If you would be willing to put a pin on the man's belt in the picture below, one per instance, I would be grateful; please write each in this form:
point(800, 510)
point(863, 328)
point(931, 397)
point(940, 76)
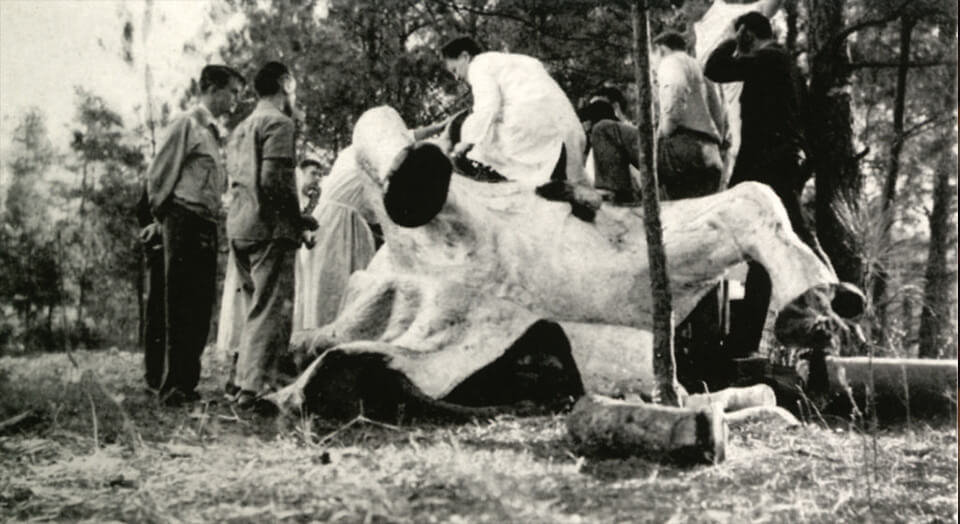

- [Work instructions]: Report each line of the records that holds the word "point".

- [Answer section]:
point(800, 510)
point(863, 328)
point(931, 397)
point(940, 76)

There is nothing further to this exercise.